## Instruction
In the passage on neural network learning and visualization, how do weight modifications change as distance from the winner neuron increases?

## Document passage
■ ■ ■ ■ ■ ■ ■
It follows from the above that weights of neurons at a distance shorter than MAX_DISTANCE from the winner neuron are subject to the modification. Additionally, these modifications decrease hyperbolically along with an increase in the distance from the winner neuron. The above-assumed parameter \(\eta \) has been used before [5].
-
3.
Vectors of weights of all neurons which were subject to changes are standardized:
$$\begin{aligned} {\widetilde{w}}_{i,j,k}=\frac{w_{i,j,k}}{\sqrt{\sum _{p=1}^{n}\left( w_{i,j,p}\right) ^2}} \end{aligned}$$(10)where \(w_{i,j,k}\) is the weight of the kth input of neuron number (i, j), \({\widetilde{w}}_{i,j,k}\) denotes \(w_{i,j,k}\) after the change.
After the completion of learning, the visualization of each wth input data vector consists in calculating values of all neurons’ outputs from Formula 7. Based on the obtained results, we determine the position of the neuron which is the winner, that is, the one at whose output the largest value appeared. If the winner neuron is in the uth row and vth column, we check whether a symbol representing a class other than the class of the wth vector was earlier drawn in the location on the screen with coordinates (u, v):
-
If yes, this means that the neuron with number (u, v) is at the same time the winner for vectors representing different classes. It follows from this that the network is unable to differentiate at least two data vectors belonging to different classes. In turn, it follows from this that the obtained view is not satisfying. Thus, we train the network again changing the number of learning repetitions or other parameters.
■ ■ ■ ■ ■ ■ ■
## Data provided
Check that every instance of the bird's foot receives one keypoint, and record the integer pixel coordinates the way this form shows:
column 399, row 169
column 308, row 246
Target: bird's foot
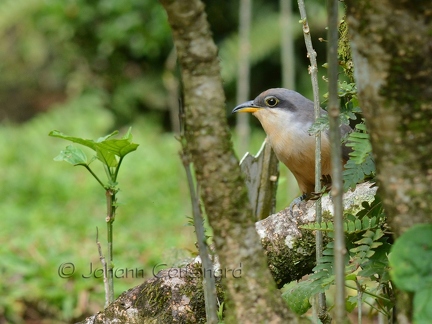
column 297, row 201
■ ■ ■ ■ ■ ■ ■
## Finished answer
They decrease hyperbolically.